##### RECORDS TO USE #####
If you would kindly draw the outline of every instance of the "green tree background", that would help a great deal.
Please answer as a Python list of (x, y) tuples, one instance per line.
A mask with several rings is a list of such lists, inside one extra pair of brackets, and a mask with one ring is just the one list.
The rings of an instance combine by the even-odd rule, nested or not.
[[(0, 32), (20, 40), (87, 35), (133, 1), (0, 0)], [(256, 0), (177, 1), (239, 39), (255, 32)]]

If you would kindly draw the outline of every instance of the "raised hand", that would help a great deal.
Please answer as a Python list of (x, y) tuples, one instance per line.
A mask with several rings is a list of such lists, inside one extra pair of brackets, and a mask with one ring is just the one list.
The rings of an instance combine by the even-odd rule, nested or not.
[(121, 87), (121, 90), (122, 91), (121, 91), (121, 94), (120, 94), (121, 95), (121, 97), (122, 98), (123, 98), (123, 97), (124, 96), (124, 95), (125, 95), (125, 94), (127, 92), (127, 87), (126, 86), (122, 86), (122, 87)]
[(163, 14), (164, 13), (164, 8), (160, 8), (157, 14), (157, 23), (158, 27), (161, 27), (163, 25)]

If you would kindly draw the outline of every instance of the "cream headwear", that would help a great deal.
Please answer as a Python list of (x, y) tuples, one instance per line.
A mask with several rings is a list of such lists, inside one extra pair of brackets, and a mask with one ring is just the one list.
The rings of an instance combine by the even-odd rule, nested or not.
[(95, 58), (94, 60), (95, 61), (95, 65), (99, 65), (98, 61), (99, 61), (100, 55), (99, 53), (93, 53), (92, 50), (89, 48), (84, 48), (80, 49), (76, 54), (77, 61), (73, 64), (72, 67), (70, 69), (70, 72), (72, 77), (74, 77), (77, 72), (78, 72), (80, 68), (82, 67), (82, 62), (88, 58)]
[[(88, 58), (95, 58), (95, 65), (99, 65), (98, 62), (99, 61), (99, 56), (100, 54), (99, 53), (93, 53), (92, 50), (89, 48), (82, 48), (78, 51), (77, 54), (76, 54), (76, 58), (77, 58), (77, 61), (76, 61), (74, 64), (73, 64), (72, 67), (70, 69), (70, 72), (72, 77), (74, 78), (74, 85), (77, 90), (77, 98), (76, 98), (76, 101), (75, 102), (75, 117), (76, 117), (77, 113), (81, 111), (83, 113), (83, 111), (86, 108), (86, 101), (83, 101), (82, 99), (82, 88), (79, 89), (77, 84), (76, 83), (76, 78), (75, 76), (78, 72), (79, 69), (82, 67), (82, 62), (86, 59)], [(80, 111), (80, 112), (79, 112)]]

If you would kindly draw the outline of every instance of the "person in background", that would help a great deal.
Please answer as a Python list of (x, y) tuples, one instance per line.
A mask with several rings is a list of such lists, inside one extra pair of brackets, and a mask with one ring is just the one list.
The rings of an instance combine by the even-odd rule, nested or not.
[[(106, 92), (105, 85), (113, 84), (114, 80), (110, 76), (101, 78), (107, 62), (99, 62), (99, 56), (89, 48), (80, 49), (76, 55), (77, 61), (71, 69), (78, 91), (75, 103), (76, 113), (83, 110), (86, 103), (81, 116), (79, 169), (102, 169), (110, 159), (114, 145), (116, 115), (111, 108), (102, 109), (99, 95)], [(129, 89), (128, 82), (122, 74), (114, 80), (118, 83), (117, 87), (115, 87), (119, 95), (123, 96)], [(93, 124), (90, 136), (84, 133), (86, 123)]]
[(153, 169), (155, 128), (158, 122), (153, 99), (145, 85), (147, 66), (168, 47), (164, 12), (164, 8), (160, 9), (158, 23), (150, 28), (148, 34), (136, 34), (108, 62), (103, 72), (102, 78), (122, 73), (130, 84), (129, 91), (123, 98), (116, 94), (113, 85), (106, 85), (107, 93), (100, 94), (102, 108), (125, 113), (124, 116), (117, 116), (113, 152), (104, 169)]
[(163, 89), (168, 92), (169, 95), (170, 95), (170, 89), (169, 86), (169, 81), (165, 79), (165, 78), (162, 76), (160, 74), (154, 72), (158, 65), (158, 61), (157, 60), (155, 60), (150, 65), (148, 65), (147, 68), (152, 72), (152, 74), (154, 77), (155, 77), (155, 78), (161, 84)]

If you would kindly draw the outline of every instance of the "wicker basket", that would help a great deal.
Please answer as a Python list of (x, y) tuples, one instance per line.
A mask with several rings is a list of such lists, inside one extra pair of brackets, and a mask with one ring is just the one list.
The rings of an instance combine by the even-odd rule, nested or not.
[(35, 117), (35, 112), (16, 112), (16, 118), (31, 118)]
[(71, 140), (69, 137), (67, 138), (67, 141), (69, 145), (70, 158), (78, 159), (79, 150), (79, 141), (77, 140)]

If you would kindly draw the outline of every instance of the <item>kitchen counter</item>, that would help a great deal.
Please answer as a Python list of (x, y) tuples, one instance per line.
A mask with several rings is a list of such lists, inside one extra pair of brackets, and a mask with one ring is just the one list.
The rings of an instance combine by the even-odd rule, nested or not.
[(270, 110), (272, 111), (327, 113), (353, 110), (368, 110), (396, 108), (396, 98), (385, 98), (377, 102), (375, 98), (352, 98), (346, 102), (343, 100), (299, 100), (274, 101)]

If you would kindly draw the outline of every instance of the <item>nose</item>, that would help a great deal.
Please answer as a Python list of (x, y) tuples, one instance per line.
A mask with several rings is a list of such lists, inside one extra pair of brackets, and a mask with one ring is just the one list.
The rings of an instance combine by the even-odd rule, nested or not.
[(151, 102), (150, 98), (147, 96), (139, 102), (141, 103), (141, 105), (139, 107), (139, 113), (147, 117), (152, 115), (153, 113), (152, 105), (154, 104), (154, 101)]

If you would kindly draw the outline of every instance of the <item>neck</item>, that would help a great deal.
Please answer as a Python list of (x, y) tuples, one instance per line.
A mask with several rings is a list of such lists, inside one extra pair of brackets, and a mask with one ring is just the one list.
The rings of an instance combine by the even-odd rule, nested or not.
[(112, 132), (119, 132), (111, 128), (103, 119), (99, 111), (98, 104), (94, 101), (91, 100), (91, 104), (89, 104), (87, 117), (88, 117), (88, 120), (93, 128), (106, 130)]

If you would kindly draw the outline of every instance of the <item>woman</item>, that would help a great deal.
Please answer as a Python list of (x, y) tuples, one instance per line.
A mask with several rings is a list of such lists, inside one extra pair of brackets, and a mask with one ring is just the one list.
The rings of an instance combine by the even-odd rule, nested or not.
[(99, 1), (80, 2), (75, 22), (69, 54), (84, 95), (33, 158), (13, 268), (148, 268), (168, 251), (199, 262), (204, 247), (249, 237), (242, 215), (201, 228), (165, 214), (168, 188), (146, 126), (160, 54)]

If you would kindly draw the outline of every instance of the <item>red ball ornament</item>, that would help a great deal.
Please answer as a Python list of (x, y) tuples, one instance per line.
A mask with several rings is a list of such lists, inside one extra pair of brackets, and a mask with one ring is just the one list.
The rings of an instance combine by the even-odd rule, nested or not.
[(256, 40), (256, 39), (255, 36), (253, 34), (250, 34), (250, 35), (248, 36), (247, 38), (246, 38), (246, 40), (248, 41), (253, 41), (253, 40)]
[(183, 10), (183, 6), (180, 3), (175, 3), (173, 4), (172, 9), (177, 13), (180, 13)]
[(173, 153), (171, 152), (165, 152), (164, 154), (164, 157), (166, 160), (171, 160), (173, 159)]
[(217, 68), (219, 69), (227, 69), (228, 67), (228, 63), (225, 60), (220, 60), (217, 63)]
#####
Convert all of the data above into a JSON list of strings, with one string per line and blank lines left out.

[
  "If you would kindly draw the outline of every instance of the \"green tree background\", that would help a great deal.",
  "Please answer as a Python list of (x, y) tuples, one instance per line.",
  "A mask with several rings is a list of such lists, inside one extra pair of brackets, and a mask with one ring is just the one list.",
  "The rings of an instance combine by the even-odd rule, nested or not.",
  "[[(0, 32), (20, 40), (87, 35), (133, 1), (0, 0)], [(256, 0), (177, 1), (239, 39), (255, 32)]]",
  "If you would kindly draw the outline of every instance of the \"raised hand\", that would help a great deal.",
  "Please answer as a Python list of (x, y) tuples, one instance per line.",
  "A mask with several rings is a list of such lists, inside one extra pair of brackets, and a mask with one ring is just the one list.",
  "The rings of an instance combine by the even-odd rule, nested or not.",
  "[(121, 87), (121, 90), (122, 91), (121, 91), (121, 94), (120, 94), (121, 95), (121, 97), (122, 98), (123, 98), (123, 97), (124, 96), (124, 95), (125, 95), (125, 94), (127, 92), (127, 87), (126, 86), (122, 86), (122, 87)]",
  "[(163, 14), (164, 13), (164, 8), (160, 8), (157, 14), (157, 23), (158, 27), (161, 27), (163, 25)]",
  "If you would kindly draw the outline of every instance of the \"cream headwear\", that would help a great deal.",
  "Please answer as a Python list of (x, y) tuples, one instance per line.",
  "A mask with several rings is a list of such lists, inside one extra pair of brackets, and a mask with one ring is just the one list.",
  "The rings of an instance combine by the even-odd rule, nested or not.",
  "[(95, 58), (94, 60), (95, 61), (95, 65), (99, 65), (98, 61), (99, 61), (100, 55), (99, 53), (93, 53), (92, 50), (89, 48), (84, 48), (80, 49), (76, 54), (77, 61), (73, 64), (72, 67), (70, 69), (70, 72), (72, 77), (74, 77), (77, 72), (78, 72), (80, 68), (82, 67), (82, 62), (88, 58)]",
  "[[(88, 58), (95, 58), (95, 65), (99, 65), (98, 62), (99, 61), (99, 56), (100, 54), (99, 53), (93, 53), (92, 50), (89, 48), (82, 48), (78, 51), (77, 54), (76, 54), (76, 58), (77, 58), (77, 61), (76, 61), (74, 64), (73, 64), (72, 67), (70, 69), (70, 72), (72, 77), (74, 78), (74, 85), (77, 90), (77, 98), (76, 98), (76, 101), (75, 102), (75, 117), (76, 117), (77, 113), (81, 111), (83, 113), (83, 111), (86, 108), (86, 101), (83, 101), (82, 99), (82, 88), (79, 89), (77, 84), (76, 83), (76, 78), (75, 76), (78, 72), (79, 69), (82, 67), (82, 62), (86, 59)], [(80, 111), (80, 112), (79, 112)]]",
  "If you would kindly draw the outline of every instance of the \"person in background\", that would help a great deal.",
  "Please answer as a Python list of (x, y) tuples, one instance per line.",
  "A mask with several rings is a list of such lists, inside one extra pair of brackets, and a mask with one ring is just the one list.",
  "The rings of an instance combine by the even-odd rule, nested or not.",
  "[[(106, 92), (105, 85), (113, 84), (114, 80), (110, 76), (101, 78), (107, 62), (99, 62), (99, 56), (89, 48), (80, 49), (76, 55), (77, 61), (71, 69), (78, 91), (75, 103), (76, 113), (83, 110), (86, 103), (81, 116), (79, 169), (102, 169), (110, 159), (114, 145), (116, 115), (111, 108), (102, 109), (99, 95)], [(129, 89), (128, 82), (122, 74), (114, 80), (118, 83), (117, 87), (115, 87), (119, 95), (123, 96)], [(93, 124), (90, 136), (84, 133), (86, 123)]]",
  "[(153, 169), (155, 128), (158, 122), (153, 99), (145, 85), (147, 66), (168, 47), (164, 12), (164, 8), (160, 9), (158, 23), (150, 28), (148, 34), (136, 34), (108, 62), (103, 72), (102, 78), (122, 73), (130, 84), (129, 91), (123, 98), (116, 94), (113, 85), (106, 85), (107, 93), (100, 94), (102, 108), (125, 113), (124, 116), (117, 116), (113, 152), (104, 169)]",
  "[(163, 89), (168, 92), (169, 95), (170, 95), (170, 89), (169, 86), (169, 81), (165, 79), (165, 78), (162, 76), (160, 74), (154, 72), (158, 65), (158, 61), (157, 60), (155, 60), (150, 65), (148, 65), (147, 68), (152, 72), (152, 74), (154, 77), (155, 77), (155, 78), (161, 84)]",
  "If you would kindly draw the outline of every instance of the \"wicker basket\", that would help a great deal.",
  "Please answer as a Python list of (x, y) tuples, one instance per line.",
  "A mask with several rings is a list of such lists, inside one extra pair of brackets, and a mask with one ring is just the one list.",
  "The rings of an instance combine by the even-odd rule, nested or not.",
  "[(35, 117), (35, 112), (16, 112), (16, 118), (31, 118)]",
  "[(71, 140), (69, 137), (67, 138), (67, 141), (69, 145), (70, 158), (78, 159), (79, 150), (79, 141), (77, 140)]",
  "If you would kindly draw the outline of every instance of the <item>kitchen counter</item>, that would help a great deal.",
  "Please answer as a Python list of (x, y) tuples, one instance per line.",
  "A mask with several rings is a list of such lists, inside one extra pair of brackets, and a mask with one ring is just the one list.",
  "The rings of an instance combine by the even-odd rule, nested or not.",
  "[(270, 110), (272, 111), (327, 113), (353, 110), (368, 110), (396, 108), (396, 98), (385, 98), (377, 102), (375, 98), (352, 98), (346, 102), (343, 100), (299, 100), (274, 101)]",
  "If you would kindly draw the outline of every instance of the <item>nose</item>, that would help a great deal.",
  "Please answer as a Python list of (x, y) tuples, one instance per line.",
  "A mask with several rings is a list of such lists, inside one extra pair of brackets, and a mask with one ring is just the one list.",
  "The rings of an instance combine by the even-odd rule, nested or not.",
  "[(151, 102), (150, 98), (147, 96), (139, 102), (141, 103), (141, 105), (139, 107), (139, 113), (147, 117), (152, 115), (153, 113), (152, 105), (154, 104), (154, 101)]",
  "If you would kindly draw the outline of every instance of the <item>neck</item>, that would help a great deal.",
  "Please answer as a Python list of (x, y) tuples, one instance per line.",
  "A mask with several rings is a list of such lists, inside one extra pair of brackets, and a mask with one ring is just the one list.",
  "The rings of an instance combine by the even-odd rule, nested or not.",
  "[(112, 132), (119, 132), (111, 128), (103, 119), (99, 111), (98, 104), (94, 101), (91, 100), (91, 104), (89, 104), (87, 117), (88, 117), (88, 120), (93, 128), (106, 130)]",
  "If you would kindly draw the outline of every instance of the <item>woman</item>, that would help a great deal.",
  "Please answer as a Python list of (x, y) tuples, one instance per line.",
  "A mask with several rings is a list of such lists, inside one extra pair of brackets, and a mask with one ring is just the one list.",
  "The rings of an instance combine by the even-odd rule, nested or not.",
  "[(99, 1), (80, 2), (75, 22), (69, 54), (84, 95), (33, 158), (13, 268), (148, 268), (168, 251), (199, 262), (204, 247), (249, 237), (242, 215), (201, 228), (165, 214), (168, 188), (146, 126), (160, 54)]",
  "If you would kindly draw the outline of every instance of the <item>red ball ornament</item>, that would help a great deal.",
  "Please answer as a Python list of (x, y) tuples, one instance per line.",
  "A mask with several rings is a list of such lists, inside one extra pair of brackets, and a mask with one ring is just the one list.",
  "The rings of an instance combine by the even-odd rule, nested or not.",
  "[(256, 40), (256, 39), (255, 36), (253, 34), (250, 34), (250, 35), (248, 36), (247, 38), (246, 38), (246, 40), (248, 41), (253, 41), (253, 40)]",
  "[(183, 10), (183, 6), (180, 3), (175, 3), (173, 4), (172, 9), (177, 13), (180, 13)]",
  "[(173, 153), (171, 152), (165, 152), (164, 154), (164, 157), (166, 160), (171, 160), (173, 159)]",
  "[(217, 68), (219, 69), (227, 69), (228, 67), (228, 63), (225, 60), (220, 60), (217, 63)]"
]